Update the entries below by replacing "put a dot on" with "mark" wherever it occurs, and leave every other part unchanged.

* **STORED RECORDS**:
>>>>>
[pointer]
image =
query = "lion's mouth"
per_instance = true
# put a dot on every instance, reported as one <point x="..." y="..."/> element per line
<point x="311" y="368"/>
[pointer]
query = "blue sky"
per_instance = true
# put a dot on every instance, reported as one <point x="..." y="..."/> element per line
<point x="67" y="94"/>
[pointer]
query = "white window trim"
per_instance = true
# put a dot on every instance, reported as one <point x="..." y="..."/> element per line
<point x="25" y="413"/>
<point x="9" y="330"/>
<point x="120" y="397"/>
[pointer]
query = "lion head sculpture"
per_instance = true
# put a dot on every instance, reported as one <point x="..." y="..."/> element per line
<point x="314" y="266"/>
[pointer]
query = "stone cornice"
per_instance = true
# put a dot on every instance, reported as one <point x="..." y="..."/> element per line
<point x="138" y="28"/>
<<<<<
* **CORRECT RESPONSE**:
[pointer]
image =
query = "lion's mouth"
per_instance = true
# mark every instance, reported as one <point x="..." y="..."/> element per line
<point x="311" y="368"/>
[pointer]
query = "blue sky"
per_instance = true
# mark every instance, reported as one <point x="..." y="..."/> element per line
<point x="67" y="94"/>
[pointer]
query = "white window trim"
per_instance = true
# mark every instance, reported as one <point x="..." y="..."/> element per line
<point x="25" y="413"/>
<point x="9" y="330"/>
<point x="120" y="397"/>
[pointer]
query = "lion head sculpture"
per_instance = true
# mark every instance, reported as one <point x="..." y="..."/> element per line
<point x="314" y="266"/>
[pointer]
query = "stone cornice"
per_instance = true
# mark every instance, reported as one <point x="..." y="..."/> element per line
<point x="138" y="28"/>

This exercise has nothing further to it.